Picture region annotation data
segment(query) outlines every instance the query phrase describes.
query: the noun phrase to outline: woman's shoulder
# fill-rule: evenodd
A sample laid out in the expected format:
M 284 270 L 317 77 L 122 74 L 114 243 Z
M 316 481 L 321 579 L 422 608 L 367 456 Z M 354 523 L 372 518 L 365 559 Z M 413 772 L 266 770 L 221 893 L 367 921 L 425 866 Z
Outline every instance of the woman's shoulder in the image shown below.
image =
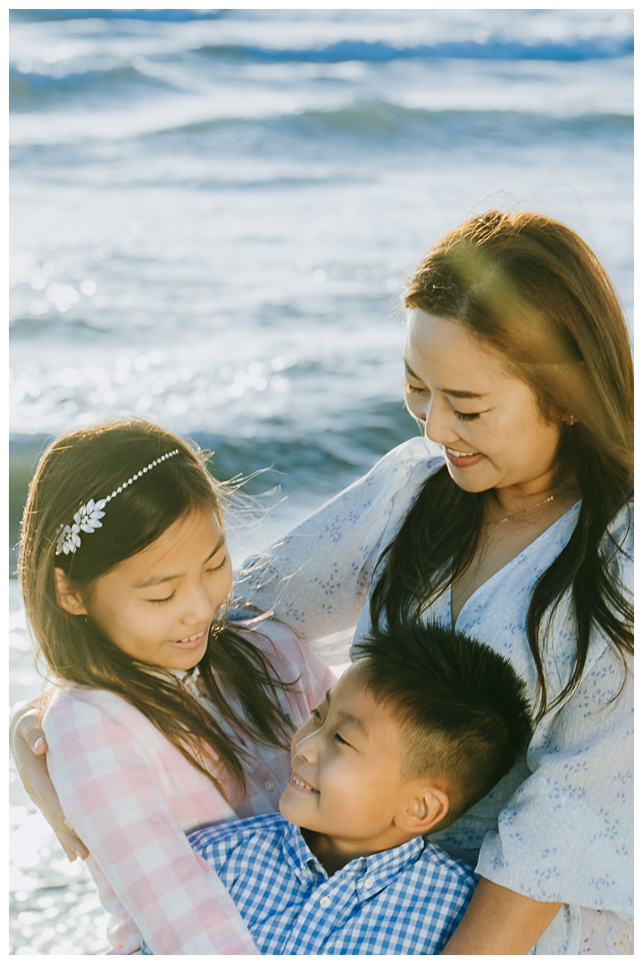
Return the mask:
M 329 668 L 285 623 L 260 615 L 234 621 L 230 627 L 261 650 L 282 679 L 295 680 L 300 677 L 309 684 L 312 677 L 315 682 L 326 684 L 326 688 L 335 683 L 335 677 Z
M 437 446 L 423 436 L 417 436 L 383 455 L 370 471 L 358 480 L 358 484 L 383 477 L 393 479 L 395 476 L 403 484 L 412 475 L 419 474 L 426 478 L 443 464 L 444 459 L 438 453 Z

Problem to solve ::
Please write out every line of the entries above as a numbered list, skipping blank lines and leaving the pictures out.

Exercise solution ::
1. segment(query) outlines every instance the query phrase describes.
2. query: the noun phrase to outline: woman's shoulder
3. # fill-rule: evenodd
4. A sample laid out in the expected format:
5. M 284 270 L 317 77 L 122 74 L 114 243 Z
6. M 316 481 L 321 579 L 422 608 L 367 456 Z M 354 523 L 372 518 L 365 559 Z M 413 772 L 266 770 L 221 893 L 367 921 L 425 866 Z
7. Outline every instance of the woman's shoulder in the image shown below.
8. image =
9. Return the mask:
10. M 329 668 L 285 623 L 260 615 L 234 621 L 230 627 L 261 650 L 282 679 L 295 680 L 300 677 L 309 684 L 312 677 L 315 682 L 326 684 L 326 688 L 335 683 L 335 677 Z
11. M 437 446 L 423 436 L 417 436 L 383 455 L 370 471 L 358 480 L 358 484 L 383 477 L 393 479 L 395 476 L 403 484 L 412 475 L 419 474 L 426 478 L 443 464 L 444 459 L 438 453 Z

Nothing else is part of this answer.